## Supplied material
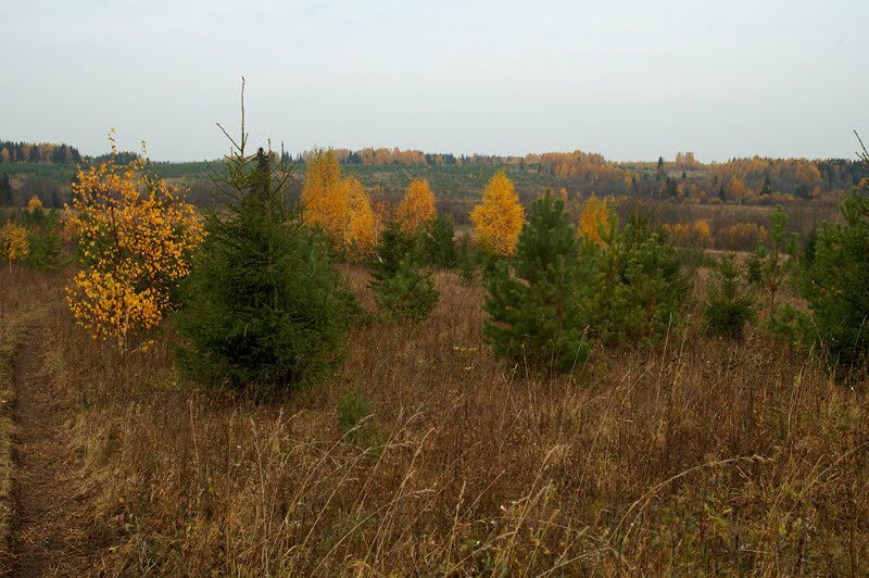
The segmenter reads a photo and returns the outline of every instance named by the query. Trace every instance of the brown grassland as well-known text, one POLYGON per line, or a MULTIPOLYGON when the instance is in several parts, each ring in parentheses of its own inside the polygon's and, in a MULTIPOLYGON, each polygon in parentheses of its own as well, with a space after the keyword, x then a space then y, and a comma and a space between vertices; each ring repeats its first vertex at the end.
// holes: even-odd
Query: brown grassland
MULTIPOLYGON (((371 307, 364 269, 343 272, 371 307)), ((91 341, 68 276, 0 273, 3 389, 30 343, 79 480, 58 531, 89 550, 58 573, 869 571, 869 390, 759 329, 705 337, 696 304, 651 348, 541 379, 481 344, 480 285, 439 273, 423 325, 361 327, 333 377, 255 402, 181 380, 169 327, 124 356, 91 341), (23 327, 39 338, 10 340, 23 327), (365 418, 345 431, 351 392, 365 418)))

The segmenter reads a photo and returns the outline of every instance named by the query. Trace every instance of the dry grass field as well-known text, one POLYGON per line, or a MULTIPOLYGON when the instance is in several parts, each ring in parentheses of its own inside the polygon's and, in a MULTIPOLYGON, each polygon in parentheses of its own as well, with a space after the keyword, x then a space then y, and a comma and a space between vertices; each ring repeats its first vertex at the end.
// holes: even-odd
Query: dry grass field
MULTIPOLYGON (((373 306, 364 269, 343 271, 373 306)), ((54 400, 52 460, 64 472, 41 480, 58 497, 41 528, 59 541, 34 552, 13 522, 7 568, 869 570, 867 389, 833 382, 757 329, 742 342, 704 337, 692 305, 656 345, 600 350, 543 380, 491 355, 481 287, 442 273, 423 325, 358 328, 323 385, 256 402, 182 381, 168 327, 124 356, 91 341, 62 303, 67 278, 0 274, 4 331, 28 328, 16 354, 4 350, 25 367, 13 386, 33 395, 24 374, 38 374, 54 400)))

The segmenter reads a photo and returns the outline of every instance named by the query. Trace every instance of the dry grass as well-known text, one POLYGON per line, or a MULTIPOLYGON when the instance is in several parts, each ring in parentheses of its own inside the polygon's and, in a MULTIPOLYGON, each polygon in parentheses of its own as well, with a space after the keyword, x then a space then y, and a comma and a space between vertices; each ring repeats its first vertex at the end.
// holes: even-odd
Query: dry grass
MULTIPOLYGON (((345 273, 370 305, 365 274, 345 273)), ((437 280, 425 325, 357 329, 340 373, 268 404, 181 382, 169 331, 119 359, 51 318, 71 450, 115 544, 93 570, 869 570, 865 387, 693 323, 541 381, 481 347, 480 287, 437 280), (343 431, 351 391, 371 415, 343 431)))

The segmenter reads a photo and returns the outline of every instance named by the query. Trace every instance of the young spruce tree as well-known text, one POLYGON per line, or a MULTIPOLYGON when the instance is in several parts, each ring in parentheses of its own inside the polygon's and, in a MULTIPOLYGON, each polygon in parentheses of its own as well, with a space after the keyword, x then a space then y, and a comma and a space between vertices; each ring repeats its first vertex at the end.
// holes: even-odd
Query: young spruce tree
POLYGON ((570 370, 589 354, 579 309, 589 274, 564 202, 547 192, 519 235, 513 273, 501 261, 486 280, 486 341, 499 355, 570 370))
POLYGON ((299 208, 287 206, 291 171, 263 149, 247 155, 245 141, 242 116, 241 141, 215 177, 228 202, 205 216, 184 287, 178 359, 196 379, 259 393, 333 368, 356 304, 299 208))
POLYGON ((438 302, 431 278, 419 268, 417 236, 398 222, 388 223, 381 233, 371 278, 383 321, 421 322, 438 302))

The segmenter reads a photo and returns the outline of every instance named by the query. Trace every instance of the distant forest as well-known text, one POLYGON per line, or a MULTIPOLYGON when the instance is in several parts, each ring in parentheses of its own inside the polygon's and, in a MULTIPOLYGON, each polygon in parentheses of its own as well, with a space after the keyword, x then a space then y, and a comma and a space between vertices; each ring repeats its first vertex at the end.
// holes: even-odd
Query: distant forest
MULTIPOLYGON (((627 196, 680 203, 788 204, 798 201, 837 202, 841 191, 858 185, 865 166, 848 159, 771 159, 751 156, 702 163, 693 152, 672 160, 617 162, 604 155, 576 150, 525 156, 455 155, 398 148, 333 149, 339 162, 354 173, 374 196, 385 200, 403 193, 413 178, 427 178, 442 199, 471 199, 499 168, 516 181, 524 199, 544 189, 565 197, 627 196)), ((305 161, 314 151, 291 155, 303 176, 305 161)), ((75 165, 100 162, 109 155, 83 156, 68 144, 0 141, 0 204, 22 204, 36 194, 53 206, 68 197, 75 165)), ((117 162, 138 155, 117 153, 117 162)), ((277 156, 277 155, 276 155, 277 156)), ((206 203, 211 197, 210 171, 215 162, 155 163, 166 178, 181 181, 189 198, 206 203)), ((297 187, 298 188, 298 187, 297 187)), ((456 210, 456 214, 464 211, 456 210)))

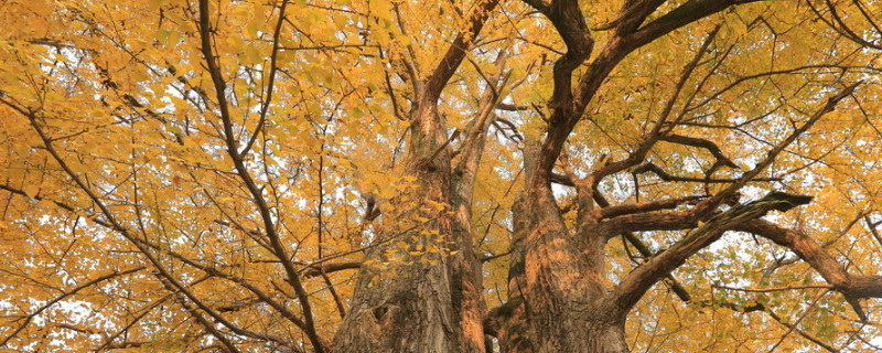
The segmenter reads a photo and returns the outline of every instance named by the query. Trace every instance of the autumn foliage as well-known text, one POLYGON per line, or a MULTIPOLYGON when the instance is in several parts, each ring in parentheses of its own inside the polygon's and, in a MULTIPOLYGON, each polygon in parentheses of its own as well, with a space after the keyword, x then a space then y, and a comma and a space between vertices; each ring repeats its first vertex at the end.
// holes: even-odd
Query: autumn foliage
POLYGON ((878 2, 0 25, 0 350, 882 350, 878 2))

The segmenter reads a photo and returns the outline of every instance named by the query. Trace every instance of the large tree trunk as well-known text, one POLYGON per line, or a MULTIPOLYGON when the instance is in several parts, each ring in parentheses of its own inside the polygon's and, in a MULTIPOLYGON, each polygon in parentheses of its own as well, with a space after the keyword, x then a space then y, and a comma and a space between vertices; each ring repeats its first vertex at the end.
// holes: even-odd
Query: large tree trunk
MULTIPOLYGON (((536 168, 538 145, 525 150, 536 168)), ((580 224, 570 232, 550 185, 527 175, 514 207, 515 239, 508 307, 501 314, 502 352, 627 352, 624 315, 604 300, 605 245, 610 229, 580 224)))
POLYGON ((435 106, 415 114, 407 163, 416 186, 391 201, 397 211, 383 215, 390 226, 365 254, 336 352, 484 350, 478 261, 464 204, 471 197, 452 200, 449 140, 435 106), (401 244, 426 250, 409 254, 401 244))

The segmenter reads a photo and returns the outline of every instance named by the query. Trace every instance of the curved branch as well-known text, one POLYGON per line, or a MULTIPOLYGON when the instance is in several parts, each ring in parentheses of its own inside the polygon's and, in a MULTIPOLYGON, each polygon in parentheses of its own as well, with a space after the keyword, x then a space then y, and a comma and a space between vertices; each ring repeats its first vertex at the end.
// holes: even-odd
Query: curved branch
POLYGON ((811 265, 833 289, 841 292, 854 309, 854 312, 867 322, 867 313, 861 309, 859 299, 882 298, 882 276, 852 276, 835 257, 827 254, 820 245, 803 233, 778 226, 774 223, 753 220, 735 227, 736 231, 749 232, 765 237, 775 244, 785 246, 811 265))
POLYGON ((772 210, 787 211, 810 202, 811 196, 772 192, 757 201, 732 207, 700 224, 698 229, 687 234, 680 242, 636 268, 606 298, 610 310, 623 317, 653 285, 665 278, 698 250, 712 244, 733 227, 762 217, 772 210))

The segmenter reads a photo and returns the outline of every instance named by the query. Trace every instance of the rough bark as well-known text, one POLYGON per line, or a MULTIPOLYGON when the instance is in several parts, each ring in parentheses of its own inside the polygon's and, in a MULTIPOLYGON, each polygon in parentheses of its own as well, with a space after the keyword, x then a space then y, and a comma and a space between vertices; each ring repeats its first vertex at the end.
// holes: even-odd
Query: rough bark
MULTIPOLYGON (((426 82, 415 83, 418 97, 411 110, 407 174, 416 188, 390 203, 399 213, 386 214, 390 224, 430 220, 405 232, 384 231, 365 254, 349 312, 341 324, 336 352, 483 352, 480 261, 472 248, 471 194, 483 151, 490 108, 466 131, 462 163, 453 164, 452 137, 438 114, 441 90, 465 57, 497 0, 475 7, 469 26, 458 34, 426 82), (471 145, 470 145, 471 143, 471 145), (455 172, 454 172, 455 169, 455 172), (447 205, 434 211, 419 205, 447 205), (452 214, 450 211, 453 211, 452 214), (387 250, 398 242, 411 249, 442 248, 390 260, 387 250)), ((495 104, 488 104, 493 107, 495 104)))

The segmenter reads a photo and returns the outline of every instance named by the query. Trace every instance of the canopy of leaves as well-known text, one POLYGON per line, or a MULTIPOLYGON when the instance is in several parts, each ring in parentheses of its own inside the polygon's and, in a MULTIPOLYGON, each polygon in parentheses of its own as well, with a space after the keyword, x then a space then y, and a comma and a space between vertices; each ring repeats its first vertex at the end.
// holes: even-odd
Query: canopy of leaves
MULTIPOLYGON (((496 97, 471 208, 487 308, 508 299, 521 151, 546 136, 552 67, 568 50, 534 2, 487 14, 438 107, 455 161, 458 132, 475 124, 484 95, 496 97)), ((598 46, 636 2, 583 1, 598 46)), ((656 2, 647 21, 713 1, 656 2)), ((599 181, 611 204, 724 190, 861 82, 741 197, 815 196, 766 218, 808 235, 849 272, 880 275, 882 9, 835 2, 739 4, 625 56, 563 146, 552 180, 564 220, 579 208, 568 180, 633 156, 654 129, 667 138, 642 163, 599 181)), ((419 83, 482 3, 3 1, 0 347, 330 346, 378 234, 397 249, 373 264, 384 269, 376 276, 451 253, 397 236, 431 220, 396 214, 449 211, 407 199, 419 184, 405 173, 410 114, 419 83)), ((633 234, 644 248, 611 240, 604 280, 617 284, 686 233, 633 234)), ((831 289, 788 248, 727 233, 646 293, 628 317, 628 344, 880 350, 879 301, 862 301, 862 321, 831 289)))

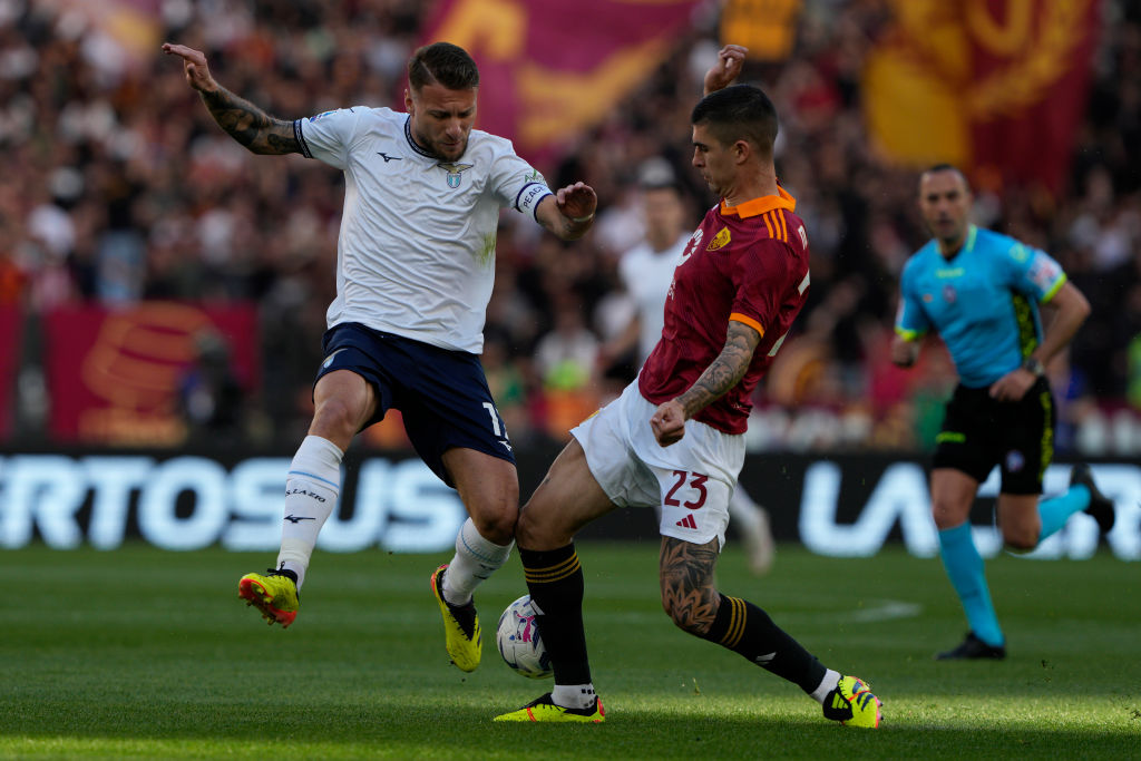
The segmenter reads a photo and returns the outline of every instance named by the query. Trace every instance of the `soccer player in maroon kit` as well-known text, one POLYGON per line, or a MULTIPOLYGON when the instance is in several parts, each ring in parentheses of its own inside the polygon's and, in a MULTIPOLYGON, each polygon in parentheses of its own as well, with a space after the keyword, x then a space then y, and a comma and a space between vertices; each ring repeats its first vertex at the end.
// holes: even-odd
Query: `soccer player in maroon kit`
POLYGON ((615 508, 662 505, 662 605, 673 622, 798 685, 826 719, 880 723, 865 682, 826 669, 759 607, 714 586, 750 395, 809 284, 804 224, 776 179, 776 110, 755 87, 729 87, 744 54, 720 51, 693 112, 693 164, 721 201, 674 272, 662 339, 638 380, 570 431, 520 515, 516 542, 555 688, 496 721, 604 721, 574 535, 615 508))

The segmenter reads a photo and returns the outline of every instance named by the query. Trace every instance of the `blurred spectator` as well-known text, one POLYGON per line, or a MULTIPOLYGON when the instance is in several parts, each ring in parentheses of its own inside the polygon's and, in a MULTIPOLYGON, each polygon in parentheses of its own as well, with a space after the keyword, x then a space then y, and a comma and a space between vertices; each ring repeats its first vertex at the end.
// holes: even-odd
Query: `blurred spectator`
MULTIPOLYGON (((0 2, 0 302, 35 316, 90 300, 257 301, 261 435, 297 438, 333 290, 341 175, 245 154, 180 67, 157 49, 130 59, 89 14, 67 10, 79 5, 0 2)), ((323 104, 397 105, 431 10, 411 0, 157 7, 162 37, 204 49, 219 80, 283 118, 323 104)), ((804 0, 791 57, 752 63, 743 78, 785 119, 777 169, 812 235, 810 302, 786 342, 787 372, 774 367, 759 390, 767 423, 751 427, 755 446, 914 447, 950 373, 936 366, 900 384, 883 366, 899 269, 925 240, 916 173, 885 163, 864 132, 860 72, 885 13, 874 0, 804 0)), ((1141 431, 1141 6, 1110 0, 1103 15, 1066 196, 1044 204, 1001 178, 977 179, 976 221, 1045 248, 1094 305, 1069 357, 1063 453, 1070 442, 1087 452, 1141 442, 1112 432, 1141 431)), ((543 168, 556 186, 581 177, 598 192, 588 240, 568 248, 504 217, 485 363, 512 436, 563 437, 561 416, 605 396, 592 355, 604 347, 602 370, 614 371, 631 315, 617 262, 662 225, 644 221, 638 168, 655 159, 687 197, 717 201, 689 165, 689 112, 715 26, 699 22, 621 108, 543 168), (575 404, 563 404, 568 392, 575 404), (564 395, 553 406, 552 394, 564 395)))

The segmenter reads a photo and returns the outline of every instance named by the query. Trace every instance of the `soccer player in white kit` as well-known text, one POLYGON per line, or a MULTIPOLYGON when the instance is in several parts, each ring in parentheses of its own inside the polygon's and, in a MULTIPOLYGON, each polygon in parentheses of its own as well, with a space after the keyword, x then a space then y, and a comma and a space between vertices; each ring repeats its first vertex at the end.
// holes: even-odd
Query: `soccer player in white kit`
POLYGON ((201 51, 163 50, 183 59, 215 121, 250 151, 300 153, 345 172, 337 298, 313 421, 285 484, 281 552, 275 568, 243 576, 238 594, 270 625, 293 623, 317 534, 337 504, 343 453, 396 407, 416 452, 468 510, 455 557, 431 575, 431 589, 448 655, 475 670, 471 594, 505 562, 519 511, 515 456, 478 357, 500 210, 575 240, 594 218, 594 191, 582 183, 550 191, 509 140, 472 129, 479 72, 454 44, 413 54, 407 113, 354 106, 297 121, 222 88, 201 51))
MULTIPOLYGON (((605 349, 616 356, 637 341, 639 365, 662 337, 665 298, 690 236, 686 203, 672 172, 646 172, 641 185, 646 237, 618 260, 618 275, 638 309, 637 319, 605 349)), ((750 570, 756 575, 768 573, 776 557, 769 513, 739 483, 729 497, 729 519, 745 542, 750 570)))

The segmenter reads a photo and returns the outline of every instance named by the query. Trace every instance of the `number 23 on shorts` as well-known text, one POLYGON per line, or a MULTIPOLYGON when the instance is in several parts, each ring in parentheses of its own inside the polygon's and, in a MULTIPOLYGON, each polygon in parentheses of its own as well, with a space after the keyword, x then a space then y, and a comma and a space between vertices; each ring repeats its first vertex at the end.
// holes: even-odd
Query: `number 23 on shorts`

## Instruction
Put the part of the material that opens with the line containing "of the canopy" and closes with the line containing "Query: canopy of leaves" into a Markdown table. Use the columns Row (a row number) and Line (the line itself), and leave out blank lines.

## Correct response
| Row | Line |
|---|---|
| 1 | The segmenter reads a photo and returns the outline of every instance named by the query. Trace every instance of the canopy of leaves as well-known text, one POLYGON per line, or a MULTIPOLYGON when the instance is in several parts, each ring in parentheses of its own inside the polygon's and, in a MULTIPOLYGON, each polygon in parentheses of its own as well, with a space after the keyword, x then a space then y, and a comma and a space between vertices; each ring repeats its first vertex at the end. |
| 2 | // holes: even-odd |
| 3 | Query: canopy of leaves |